__Source extract__

********************

Somewhere in the remote Mazatec mountains, a shaman conducts a healing ritual with the sacred mushroom to treat ailments such as alcohol addiction and depression. The mushrooms are brewed into tea and given to you in a ceremonial cup. Meanwhile, in North America the ceremonial cup isn’t filled with tea from the sacred mushroom. It’s filled with water to help you swallow a pill of synthetically engineered psilocybin, the main psychoactive ingredient of the sacred mushroom.
In an attempt to harness the potential of psychedelics, we’ve isolated purified compounds, and packed synthetic psilocybin into a pill. It’s a means to comply with rigorous regulations set by the US Food and Drug Administration’s Good Manufacturing Practice (GMP). It also allows scientists to control variables in clinical trials, and consequently help physicians accurately dose treatments. However the process to obtain the ingredients for synthetic psilocybin in research/academia is lengthy and expensive. It requires special equipment, extensive testing, and several stages of purification. These methods are not conducive to large scale production. John Hopkins University paid between $7,000 and $10,000 per gram of psilocybin. That’s 13x the cost of mushrooms on the black market. Scientists are paying a premium while mushrooms on the street cost a small fraction of the price.

********************

__Information shown__

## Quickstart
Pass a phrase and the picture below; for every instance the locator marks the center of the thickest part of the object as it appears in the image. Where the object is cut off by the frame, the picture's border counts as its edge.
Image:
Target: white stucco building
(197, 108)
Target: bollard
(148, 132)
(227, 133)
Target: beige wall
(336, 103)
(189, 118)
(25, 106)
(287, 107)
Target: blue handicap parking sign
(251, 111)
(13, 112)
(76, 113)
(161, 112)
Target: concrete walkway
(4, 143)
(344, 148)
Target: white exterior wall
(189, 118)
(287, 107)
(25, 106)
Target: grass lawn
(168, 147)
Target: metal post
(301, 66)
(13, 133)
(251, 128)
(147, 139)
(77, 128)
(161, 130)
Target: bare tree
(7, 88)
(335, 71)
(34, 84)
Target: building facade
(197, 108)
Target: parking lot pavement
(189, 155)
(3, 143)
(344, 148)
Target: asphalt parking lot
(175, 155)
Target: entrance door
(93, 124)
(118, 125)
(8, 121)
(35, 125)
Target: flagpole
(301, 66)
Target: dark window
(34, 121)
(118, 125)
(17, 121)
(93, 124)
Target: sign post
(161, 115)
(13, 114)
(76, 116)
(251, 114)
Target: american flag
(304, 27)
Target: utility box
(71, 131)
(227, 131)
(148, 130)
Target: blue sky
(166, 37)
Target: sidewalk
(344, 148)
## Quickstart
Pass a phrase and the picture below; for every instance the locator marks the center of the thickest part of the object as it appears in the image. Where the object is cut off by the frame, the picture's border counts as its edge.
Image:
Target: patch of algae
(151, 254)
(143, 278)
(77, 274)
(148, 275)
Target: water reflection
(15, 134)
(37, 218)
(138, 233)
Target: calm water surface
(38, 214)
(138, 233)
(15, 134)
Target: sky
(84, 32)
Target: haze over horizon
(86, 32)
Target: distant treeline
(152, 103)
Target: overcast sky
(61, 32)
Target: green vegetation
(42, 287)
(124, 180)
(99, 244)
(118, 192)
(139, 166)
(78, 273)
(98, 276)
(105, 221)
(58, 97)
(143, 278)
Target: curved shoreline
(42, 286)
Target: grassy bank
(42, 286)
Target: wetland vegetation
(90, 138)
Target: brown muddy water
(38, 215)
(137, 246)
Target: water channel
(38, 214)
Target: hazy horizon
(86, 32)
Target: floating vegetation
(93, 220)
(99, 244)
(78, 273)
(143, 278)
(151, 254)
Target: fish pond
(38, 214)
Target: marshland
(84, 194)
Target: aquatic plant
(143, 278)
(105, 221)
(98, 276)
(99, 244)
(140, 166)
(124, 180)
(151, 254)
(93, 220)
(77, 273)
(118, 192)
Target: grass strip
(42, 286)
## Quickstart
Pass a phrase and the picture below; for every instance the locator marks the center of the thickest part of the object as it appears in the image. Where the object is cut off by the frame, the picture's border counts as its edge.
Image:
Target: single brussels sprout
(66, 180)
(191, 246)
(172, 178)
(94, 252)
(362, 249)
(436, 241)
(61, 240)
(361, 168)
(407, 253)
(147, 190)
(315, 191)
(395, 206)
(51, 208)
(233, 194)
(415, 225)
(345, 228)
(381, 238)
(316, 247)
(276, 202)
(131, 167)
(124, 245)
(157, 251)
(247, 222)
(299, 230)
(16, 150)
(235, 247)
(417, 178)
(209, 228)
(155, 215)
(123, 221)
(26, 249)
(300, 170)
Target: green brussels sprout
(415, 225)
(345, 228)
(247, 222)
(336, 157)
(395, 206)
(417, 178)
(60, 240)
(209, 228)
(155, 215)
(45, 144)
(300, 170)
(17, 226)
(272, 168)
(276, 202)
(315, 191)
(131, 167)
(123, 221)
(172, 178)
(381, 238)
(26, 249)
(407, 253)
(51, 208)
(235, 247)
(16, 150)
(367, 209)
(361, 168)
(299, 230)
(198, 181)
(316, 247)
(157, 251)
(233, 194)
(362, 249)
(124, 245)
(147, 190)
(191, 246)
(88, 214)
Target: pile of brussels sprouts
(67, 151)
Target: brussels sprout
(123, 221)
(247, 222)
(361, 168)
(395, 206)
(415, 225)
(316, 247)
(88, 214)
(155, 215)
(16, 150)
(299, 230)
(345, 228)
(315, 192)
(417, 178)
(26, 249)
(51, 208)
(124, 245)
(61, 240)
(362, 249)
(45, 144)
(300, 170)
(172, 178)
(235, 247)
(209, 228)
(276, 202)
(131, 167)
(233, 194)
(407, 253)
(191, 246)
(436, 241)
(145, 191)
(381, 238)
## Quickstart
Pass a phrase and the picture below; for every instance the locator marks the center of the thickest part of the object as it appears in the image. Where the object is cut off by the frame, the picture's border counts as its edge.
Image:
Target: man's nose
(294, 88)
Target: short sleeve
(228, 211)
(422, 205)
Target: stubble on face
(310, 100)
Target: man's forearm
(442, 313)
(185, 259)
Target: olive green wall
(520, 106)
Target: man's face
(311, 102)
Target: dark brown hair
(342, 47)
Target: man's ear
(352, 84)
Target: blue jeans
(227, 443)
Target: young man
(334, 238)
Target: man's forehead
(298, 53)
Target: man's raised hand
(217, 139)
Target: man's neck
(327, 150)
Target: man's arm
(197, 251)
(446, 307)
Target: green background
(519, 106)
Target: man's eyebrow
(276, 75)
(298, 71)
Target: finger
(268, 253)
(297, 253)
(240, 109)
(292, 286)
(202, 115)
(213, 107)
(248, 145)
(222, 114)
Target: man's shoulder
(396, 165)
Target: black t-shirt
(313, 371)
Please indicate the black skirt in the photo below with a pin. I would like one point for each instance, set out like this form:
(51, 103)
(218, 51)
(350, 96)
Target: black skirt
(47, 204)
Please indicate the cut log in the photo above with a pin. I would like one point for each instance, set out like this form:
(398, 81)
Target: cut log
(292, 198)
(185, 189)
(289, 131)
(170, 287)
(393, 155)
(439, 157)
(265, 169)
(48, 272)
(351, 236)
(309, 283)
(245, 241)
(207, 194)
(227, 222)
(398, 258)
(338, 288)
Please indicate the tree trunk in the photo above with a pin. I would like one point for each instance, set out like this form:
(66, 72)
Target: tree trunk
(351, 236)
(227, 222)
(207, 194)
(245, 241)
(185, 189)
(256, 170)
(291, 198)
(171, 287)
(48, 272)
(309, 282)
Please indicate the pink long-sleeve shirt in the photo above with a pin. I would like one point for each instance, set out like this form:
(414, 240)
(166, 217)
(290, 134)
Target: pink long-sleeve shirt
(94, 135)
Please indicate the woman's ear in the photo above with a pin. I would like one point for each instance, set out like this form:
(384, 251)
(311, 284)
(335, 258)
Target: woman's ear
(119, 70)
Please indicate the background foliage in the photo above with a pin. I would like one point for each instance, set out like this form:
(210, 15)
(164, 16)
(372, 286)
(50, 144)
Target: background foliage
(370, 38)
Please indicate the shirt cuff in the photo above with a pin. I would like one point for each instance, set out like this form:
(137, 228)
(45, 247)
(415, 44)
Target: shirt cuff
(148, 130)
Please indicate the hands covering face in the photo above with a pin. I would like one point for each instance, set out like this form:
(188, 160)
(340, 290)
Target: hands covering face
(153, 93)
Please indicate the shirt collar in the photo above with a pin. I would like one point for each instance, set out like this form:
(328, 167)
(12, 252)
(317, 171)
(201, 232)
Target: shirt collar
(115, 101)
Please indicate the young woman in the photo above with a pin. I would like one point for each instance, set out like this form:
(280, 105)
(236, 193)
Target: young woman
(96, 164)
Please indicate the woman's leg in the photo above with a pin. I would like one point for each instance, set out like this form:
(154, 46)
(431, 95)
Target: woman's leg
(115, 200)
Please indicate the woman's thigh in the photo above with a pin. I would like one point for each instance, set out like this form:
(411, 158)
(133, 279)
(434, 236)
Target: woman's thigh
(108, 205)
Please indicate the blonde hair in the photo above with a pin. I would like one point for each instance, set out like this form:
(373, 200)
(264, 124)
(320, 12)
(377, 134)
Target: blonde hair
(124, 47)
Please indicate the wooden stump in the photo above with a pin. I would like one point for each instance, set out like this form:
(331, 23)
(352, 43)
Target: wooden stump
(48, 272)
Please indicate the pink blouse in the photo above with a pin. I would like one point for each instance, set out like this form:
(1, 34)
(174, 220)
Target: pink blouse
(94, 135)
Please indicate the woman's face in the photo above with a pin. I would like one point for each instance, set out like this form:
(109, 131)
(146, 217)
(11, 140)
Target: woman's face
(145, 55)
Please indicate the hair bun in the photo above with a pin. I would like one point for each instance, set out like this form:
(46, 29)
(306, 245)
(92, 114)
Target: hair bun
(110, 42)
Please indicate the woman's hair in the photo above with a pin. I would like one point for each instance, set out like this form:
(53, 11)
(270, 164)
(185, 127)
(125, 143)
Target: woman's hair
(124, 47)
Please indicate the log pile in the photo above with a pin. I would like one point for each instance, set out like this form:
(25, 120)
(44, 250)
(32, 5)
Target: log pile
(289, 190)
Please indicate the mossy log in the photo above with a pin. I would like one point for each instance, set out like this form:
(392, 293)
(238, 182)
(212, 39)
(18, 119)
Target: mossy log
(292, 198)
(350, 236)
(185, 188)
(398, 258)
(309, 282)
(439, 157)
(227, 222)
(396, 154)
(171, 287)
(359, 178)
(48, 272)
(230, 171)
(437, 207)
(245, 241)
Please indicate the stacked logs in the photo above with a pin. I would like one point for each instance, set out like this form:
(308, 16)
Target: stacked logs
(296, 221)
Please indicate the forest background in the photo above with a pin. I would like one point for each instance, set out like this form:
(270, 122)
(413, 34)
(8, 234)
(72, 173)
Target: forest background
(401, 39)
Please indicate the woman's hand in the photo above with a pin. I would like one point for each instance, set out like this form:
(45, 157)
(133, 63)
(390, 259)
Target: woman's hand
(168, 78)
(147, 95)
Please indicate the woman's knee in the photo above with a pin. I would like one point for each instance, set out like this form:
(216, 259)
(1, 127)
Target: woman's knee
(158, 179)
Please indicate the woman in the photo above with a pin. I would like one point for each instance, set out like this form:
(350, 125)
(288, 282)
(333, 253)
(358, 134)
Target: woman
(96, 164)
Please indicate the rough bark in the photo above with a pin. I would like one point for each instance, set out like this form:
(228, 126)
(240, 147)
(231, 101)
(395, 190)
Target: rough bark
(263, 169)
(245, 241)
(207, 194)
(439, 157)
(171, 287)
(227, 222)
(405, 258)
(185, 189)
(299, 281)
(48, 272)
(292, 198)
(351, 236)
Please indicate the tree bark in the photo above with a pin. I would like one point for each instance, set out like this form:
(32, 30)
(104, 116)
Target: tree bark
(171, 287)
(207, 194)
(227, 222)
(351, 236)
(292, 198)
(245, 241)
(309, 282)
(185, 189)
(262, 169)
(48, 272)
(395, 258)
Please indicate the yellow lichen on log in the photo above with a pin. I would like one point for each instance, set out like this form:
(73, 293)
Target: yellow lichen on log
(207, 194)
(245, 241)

********************

__Activities__
(a) Write out the part of the psilocybin passage between "Somewhere in the" and "of the sacred mushroom.", inclusive.
(b) According to the psilocybin passage, what price per gram did the university pay for psilocybin?
The entries come from a source other than the psilocybin passage.

__Completed exercise__
(a)
Somewhere in the remote Mazatec mountains, a shaman conducts a healing ritual with the sacred mushroom to treat ailments such as alcohol addiction and depression. The mushrooms are brewed into tea and given to you in a ceremonial cup. Meanwhile, in North America the ceremonial cup isn’t filled with tea from the sacred mushroom. It’s filled with water to help you swallow a pill of synthetically engineered psilocybin, the main psychoactive ingredient of the sacred mushroom.

(b) Between $7,000 and $10,000 per gram.